Every entry here should be copied exactly.

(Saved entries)
[Start of section]
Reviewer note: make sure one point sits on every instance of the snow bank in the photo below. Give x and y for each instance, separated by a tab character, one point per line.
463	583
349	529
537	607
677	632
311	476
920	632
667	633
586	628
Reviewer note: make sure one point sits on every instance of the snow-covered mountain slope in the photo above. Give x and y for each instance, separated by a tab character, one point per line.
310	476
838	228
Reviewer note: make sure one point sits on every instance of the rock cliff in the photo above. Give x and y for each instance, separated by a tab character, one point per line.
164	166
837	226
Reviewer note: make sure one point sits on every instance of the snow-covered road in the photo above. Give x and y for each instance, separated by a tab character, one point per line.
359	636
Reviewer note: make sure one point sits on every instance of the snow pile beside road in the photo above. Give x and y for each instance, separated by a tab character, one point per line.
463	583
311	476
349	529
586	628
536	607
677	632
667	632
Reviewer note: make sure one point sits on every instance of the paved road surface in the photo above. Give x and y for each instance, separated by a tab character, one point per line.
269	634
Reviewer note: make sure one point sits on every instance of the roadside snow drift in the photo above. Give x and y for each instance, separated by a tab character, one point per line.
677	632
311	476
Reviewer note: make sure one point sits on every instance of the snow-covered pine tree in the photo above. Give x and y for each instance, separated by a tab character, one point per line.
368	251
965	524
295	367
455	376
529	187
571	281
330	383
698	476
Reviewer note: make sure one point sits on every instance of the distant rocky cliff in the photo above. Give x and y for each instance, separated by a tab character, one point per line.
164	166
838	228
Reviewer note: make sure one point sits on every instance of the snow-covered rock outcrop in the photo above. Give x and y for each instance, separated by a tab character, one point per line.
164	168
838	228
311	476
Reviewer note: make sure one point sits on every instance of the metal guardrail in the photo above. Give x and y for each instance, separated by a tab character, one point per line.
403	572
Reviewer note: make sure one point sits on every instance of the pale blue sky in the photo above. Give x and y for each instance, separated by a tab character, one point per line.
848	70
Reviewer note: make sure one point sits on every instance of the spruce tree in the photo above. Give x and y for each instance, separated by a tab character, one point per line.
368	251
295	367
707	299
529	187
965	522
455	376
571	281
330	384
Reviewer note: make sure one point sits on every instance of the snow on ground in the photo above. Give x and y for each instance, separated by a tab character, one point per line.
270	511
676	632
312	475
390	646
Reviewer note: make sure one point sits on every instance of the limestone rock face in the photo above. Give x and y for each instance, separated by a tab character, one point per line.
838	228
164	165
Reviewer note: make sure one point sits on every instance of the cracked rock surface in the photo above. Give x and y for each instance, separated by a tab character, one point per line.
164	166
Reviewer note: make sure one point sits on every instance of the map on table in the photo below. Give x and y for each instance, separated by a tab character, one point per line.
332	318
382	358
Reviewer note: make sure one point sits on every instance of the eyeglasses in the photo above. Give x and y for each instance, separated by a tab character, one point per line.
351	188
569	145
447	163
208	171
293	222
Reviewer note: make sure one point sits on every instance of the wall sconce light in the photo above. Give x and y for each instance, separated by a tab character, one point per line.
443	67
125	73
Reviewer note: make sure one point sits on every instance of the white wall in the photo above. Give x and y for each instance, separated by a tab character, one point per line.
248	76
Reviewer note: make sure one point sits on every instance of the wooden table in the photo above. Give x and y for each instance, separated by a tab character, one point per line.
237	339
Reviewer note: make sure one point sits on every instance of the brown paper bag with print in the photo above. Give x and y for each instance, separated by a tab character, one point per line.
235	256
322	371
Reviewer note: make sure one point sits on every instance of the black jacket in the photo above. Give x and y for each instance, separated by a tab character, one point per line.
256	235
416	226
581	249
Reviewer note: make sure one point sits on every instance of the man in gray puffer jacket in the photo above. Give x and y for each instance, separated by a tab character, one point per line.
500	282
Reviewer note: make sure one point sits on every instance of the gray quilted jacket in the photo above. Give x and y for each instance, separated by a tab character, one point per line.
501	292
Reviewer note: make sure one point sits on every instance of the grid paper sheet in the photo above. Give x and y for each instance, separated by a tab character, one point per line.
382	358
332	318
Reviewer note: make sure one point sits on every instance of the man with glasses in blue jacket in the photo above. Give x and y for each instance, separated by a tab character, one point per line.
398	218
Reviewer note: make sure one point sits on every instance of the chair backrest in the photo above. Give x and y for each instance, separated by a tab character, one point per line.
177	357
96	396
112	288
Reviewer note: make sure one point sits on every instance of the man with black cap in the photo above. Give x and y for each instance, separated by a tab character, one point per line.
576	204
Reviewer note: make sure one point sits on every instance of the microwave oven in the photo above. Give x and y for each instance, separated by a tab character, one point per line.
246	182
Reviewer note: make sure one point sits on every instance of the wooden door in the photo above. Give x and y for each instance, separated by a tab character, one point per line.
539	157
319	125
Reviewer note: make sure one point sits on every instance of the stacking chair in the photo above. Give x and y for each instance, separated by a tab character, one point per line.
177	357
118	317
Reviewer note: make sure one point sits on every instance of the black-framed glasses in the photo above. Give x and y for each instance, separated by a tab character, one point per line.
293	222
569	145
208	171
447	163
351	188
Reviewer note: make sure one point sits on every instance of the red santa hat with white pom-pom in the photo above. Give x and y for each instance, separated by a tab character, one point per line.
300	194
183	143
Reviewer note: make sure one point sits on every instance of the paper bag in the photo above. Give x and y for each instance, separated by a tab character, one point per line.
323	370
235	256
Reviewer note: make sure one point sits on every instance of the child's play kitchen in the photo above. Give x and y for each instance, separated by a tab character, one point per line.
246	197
[End of section]
▸ RESPONSE AREA:
Reviewer note: make sure one point sits on every instance of the snow bank in the photo below. Give x and y for each instance, separated by a tab character, one point per line.
463	583
349	529
537	607
677	632
311	476
920	632
667	633
586	628
Reviewer note: make sure one point sits on every instance of the snow-covered mountain slope in the photo above. Give x and y for each instance, separated by a tab character, one point per line.
310	476
838	228
Reviewer note: make sure one point sits on every instance of the rock cliff in the photo above. Give x and y for each instance, separated by a tab character, one point per line.
164	166
837	226
Reviewer note: make sure one point sits on every instance of the snow-covered road in the photo above. Give x and y for each instance, separated by a tab character, one point per line.
359	636
Reviewer note: make sure one point sits on every instance of the snow pile beside road in the photo above. Give x and y for each instance, separated by a tab character, one point per line.
463	583
311	476
349	529
586	628
536	607
677	632
667	632
Reviewer note: make sure one point sits on every instance of the paved road surface in the photo above. Give x and y for each instance, separated by a tab character, one point per line.
269	634
Reviewer note: make sure one point sits on every instance of the roadside snow drift in the photo above. Give x and y for each instance, separated by a tab character, one point per line.
677	632
311	476
Reviewer note: make sure one point sits on every instance of the snow-covered pine tree in the photo above. Give x and y for each instance, separated by a tab character, one point per line.
368	251
965	524
295	367
455	376
529	187
571	281
330	383
698	476
Reviewer note: make sure one point sits on every instance of the distant rocky cliff in the photo above. Give x and y for each instance, separated by a tab character, one point per line.
164	166
838	228
Reviewer note: make sure one point sits on every instance of the snow-covered rock outcrop in the photo above. Give x and y for each instance, separated by a tab character, one point per line.
164	168
838	228
311	476
Reviewer note: make sure one point sits on every instance of the metal guardrail in the photo above. Give x and y for each instance, separated by a tab character, one point per line.
403	572
Reviewer note: make sure one point sits on every instance of the pale blue sky in the photo above. Give x and y for each instance, separated by a tab character, one point per line.
848	70
Reviewer note: make sure one point sits on every instance of the spruce tree in the photo above. Give x and y for each instance, separated by a tab character, one point per line.
368	251
295	367
707	299
529	187
965	522
455	376
571	281
330	384
Reviewer note: make sure one point sits on every instance of the snow on ground in the photo above. Give x and y for each instance, separated by a tab character, one point per line.
270	511
676	632
312	475
390	646
Reviewer note: make sure one point sits on every instance of the limestone rock face in the photo above. Give x and y for each instance, separated by a tab character, one point per line.
838	228
164	165
Reviewer note: make sure one point sits on every instance of the cracked rock surface in the photo above. Give x and y for each instance, separated by a tab character, one point per line.
164	166
Reviewer note: make sure one point sits on every instance of the map on table in the photo below. Give x and y for each instance, separated by a tab character, one point per line.
332	318
382	358
Reviewer note: make sure one point sits on every instance of the eyeglasses in the photo above. Give x and y for each instance, separated by a tab character, one point per line.
351	188
569	145
447	163
208	171
293	222
Reviewer note: make sure one point sits on every instance of the wall sconce light in the photo above. Give x and y for each instance, separated by a tab character, one point per line.
443	67
125	73
Reviewer note: make sure one point sits on every instance of the white wall in the photo above. Give x and y for each instance, separated by a tab character, one point per line.
248	76
Reviewer note: make sure one point sits on every instance of the wooden table in the photo above. Give x and y for each instance, separated by a tab character, one point per line.
237	339
Reviewer note: make sure one point sits on every instance of the brown paper bag with print in the photo above. Give x and y for each instance, separated by a tab character, one point per line.
235	256
322	371
Reviewer note: make sure one point sits on every instance of the black jacket in the photo above. Give x and y for each instance, separated by a tab character, one point per line.
256	235
416	226
581	249
Reviewer note: make sure one point sits on every instance of the man in gray puffer jacket in the photo above. Give x and y for each instance, separated by a tab character, one point per line.
500	282
Reviewer note: make sure one point sits on every instance of the gray quilted jacket in the photo above. Give x and y for each instance, separated by a tab character, one point per line.
501	292
Reviewer note: make sure one point sits on every instance of the grid paper sheet in the photo above. Give x and y for each instance, separated by a tab character, one point per line.
382	358
332	318
Reviewer note: make sure one point sits on every instance of the man with glasses in blue jacket in the photo above. Give x and y for each instance, separated by a tab character, one point per line.
398	218
Reviewer note: make sure one point sits on every instance of the chair backrest in the photo above. Give x and y for each instance, separated by a tab character, one point per line.
177	357
96	396
112	288
Reviewer note: make sure one point sits on every instance of the man with black cap in the photo above. Give x and y for each instance, separated by a tab character, one point per line.
576	204
Reviewer note: make sure one point sits on every instance of the microwave oven in the photo above. Give x and y for each instance, separated by a tab character, one point per line.
246	182
Reviewer note: make sure one point sits on every instance of the wooden door in the photo above. Give x and y for each instance, separated by a tab character, one point per line.
539	157
319	125
Reviewer note: make sure one point sits on every instance of the stacking chair in the photo above. Give x and y for each instance, separated by a tab character, one point per line.
177	357
118	317
Reviewer note: make sure one point sits on every instance of the black-framed glasses in the photo above. Give x and y for each instance, separated by a tab character, one point per line.
293	222
569	145
208	171
447	163
351	188
Reviewer note: make sure one point sits on every instance of the red santa hat with white pom-pom in the photo above. Give x and y for each instance, separated by a tab character, one point per line.
300	194
183	143
Reviewer note: make sure one point sits on every instance of the paper bag in the photo above. Give x and y for each instance, separated by a tab character, one point per line.
323	370
235	256
Reviewer note: make sure one point sits on every instance of the child's play kitchen in the photo above. Give x and y for each instance, separated by a tab character, one point per line.
246	197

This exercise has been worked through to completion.